TRAVAIL DEMANDÉ:
1. Affichez toutes les lignes des entrées qui contiennent le mot « mark », en respectant la casse.
2. Poursuivez l'article sur l'effondrement du Rana Plaza à partir de sa dernière phrase.

┌─ EXTRAIT DE PAGE

L’effondrement du Rana Plaza en avril dernier dans la banlieue de Dhaka, capitale du Bangladesh, a provoqué une vague d’émotions et de colère à travers le monde. Cette catastrophe met en évidence les terribles conditions de sécurité et d’hygiène dans des milliers d’usines d’habillement au Bangladesh et en Asie qui fournissent nombre de marques occidentales à bas prix. De l’État du Bangladesh aux enseignes de la mode européennes, en passant par les syndicats locaux, qui sont les responsables ? Et que faire pour que de tels drames ne se reproduisent plus ?

Mercredi 24 avril 2013, Savar, banlieue de Dhaka, Bangladesh. Un immeuble de 8 étages s’effondre, peu après l’heure du début du travail. À l’intérieur, cinq usines de confection qui travaillent pour de grandes marques ( Mango, Benetton, Carrefour, etc. ). Des milliers de travailleurs sont prisonniers des gravats. Le bilan est dramatique : 1127 morts et 2500 blessés. Il s’agit du pire accident de l’histoire industrielle de ce pays qui a fait de la confection textile le pivot de son économie.

Un drame qui se répète

Les leçons du passé n’ont pas été tirées : en 2005, le bâtiment de neuf étages de l’usine Spectrum s’effondrait en pleine nuit, alors que plusieurs centaines d’ouvriers se trouvaient à leur poste. Soixante-quatre d’entre eux y ont perdu la vie, tandis qu’une centaine d’autres a été blessée. À ce moment-là, cette tragédie était déjà considérée comme le triste symbole des violations quotidiennes des droits fondamentaux des travailleurs dans le secteur de l’habillement au Bangladesh : salaires inférieurs au minimum légal, règles de sécurité insuffisantes...
Depuis lors, les incendies et les effondrements d’usine se sont multipliés au Bangladesh. À chaque fois, les mêmes déficiences : des immeubles plutôt récents, mais qui ne répondent pas aux normes du bâtiment ; des étages supplémentaires ajoutés sans permis, que la construction de base ne peut supporter ; des sorties de secours inaccessibles, provoquant une panique meurtrière… Construites à la hâte sans autorisation adéquate ou aménagées dans d’anciens bureaux ou bâtiments d’habitation, les usines ne peuvent garantir le respect des conditions de sécurité et d’hygiène élémentaires. Les racines de ce drame tiennent tant à une politique de l’État du Bangladesh qu’aux pressions des filières internationales, dans un contexte de concurrence des prix exacerbée.

L’industrie textile au Bangladesh

Le Bangladesh est un état relativement jeune. Indépendant du Pakistan en 1971, les premières élections démocratiques auront lieu en 1991, après 15 ans de dictature militaire. Avec plus de 150 millions d’habitants, c’est l’un des pays les plus densément peuplés au monde. L’industrie du textile y représente 78 % des exportations totales et 17 % du PIB.
Cette industrie est assez récente dans sa forme telle qu’on la connait. Grâce à l’accord multifibres 1, le Bangladesh a bénéficié de quotas larges pour entrer sur le marché de l’UE et des États-Unis 2. Ainsi, depuis les années 80, s’est créée une industrie orientée vers les marchés occidentaux.

└─
┌─ JEU DE DONNÉES

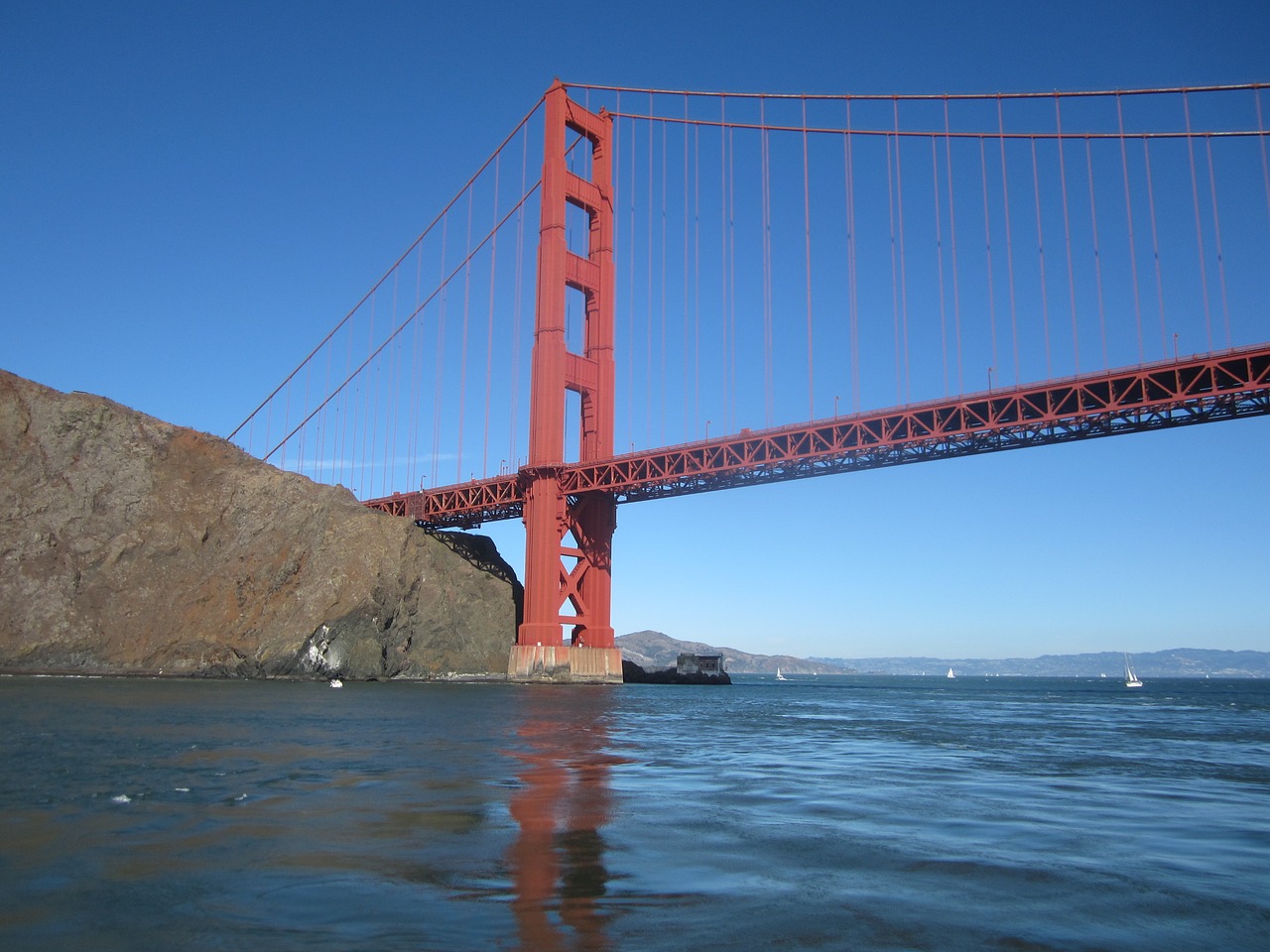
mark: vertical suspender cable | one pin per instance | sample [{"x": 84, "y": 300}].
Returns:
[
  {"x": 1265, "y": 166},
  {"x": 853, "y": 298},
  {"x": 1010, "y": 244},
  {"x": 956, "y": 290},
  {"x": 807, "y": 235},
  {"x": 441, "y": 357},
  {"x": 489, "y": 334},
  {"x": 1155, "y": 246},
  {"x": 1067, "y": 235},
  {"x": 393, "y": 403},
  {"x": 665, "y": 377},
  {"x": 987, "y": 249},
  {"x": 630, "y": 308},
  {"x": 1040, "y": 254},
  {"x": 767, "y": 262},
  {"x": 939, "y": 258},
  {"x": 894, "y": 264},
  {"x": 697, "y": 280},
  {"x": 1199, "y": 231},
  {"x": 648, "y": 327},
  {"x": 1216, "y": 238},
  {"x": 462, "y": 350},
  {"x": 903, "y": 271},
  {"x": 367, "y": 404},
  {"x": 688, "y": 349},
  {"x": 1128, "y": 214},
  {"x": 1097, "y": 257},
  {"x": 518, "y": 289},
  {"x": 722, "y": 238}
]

└─
┌─ JEU DE DONNÉES

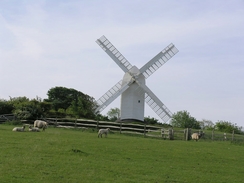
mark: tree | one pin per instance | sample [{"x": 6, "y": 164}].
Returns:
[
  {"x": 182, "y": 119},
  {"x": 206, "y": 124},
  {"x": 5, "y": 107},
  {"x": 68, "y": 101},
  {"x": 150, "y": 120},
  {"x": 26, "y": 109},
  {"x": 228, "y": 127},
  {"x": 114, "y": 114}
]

└─

RÉPONSES PAR TÂCHE:
1.
mark: vertical suspender cable | one pin per instance | sample [{"x": 84, "y": 300}].
mark: tree | one pin per instance | sample [{"x": 6, "y": 164}].

2.
À la fin des années 70, il n’y avait que 9 entreprises de vêtements du Bangladesh travaillant pour l’exportation. Aujourd’hui, on en compte plus de 5.000 avec, à la clé, plus de 3 millions d’emplois occupés à plus de 80 % par des femmes puisque le textile est le seul secteur formel de l’économie où une proportion significative de femmes travaillent. Depuis 1995, les quotas ont progressivement disparu. La dernière barrière a été supprimée le 1er janvier 2005 et cette libéralisation totale a eu des conséquences dramatiques sur l’industrie du vêtement dans les pays tels que le Bangladesh. Les prix ont chuté d’environ 30 %. La concurrence mondiale accrue a engendré une pression des employeurs pour maintenir les coûts de production les plus bas possible. La crainte de fermeture ou de délocalisation des entreprises a mis les salaires sous pression et a obligé les travailleurs à un maximum de flexibilité.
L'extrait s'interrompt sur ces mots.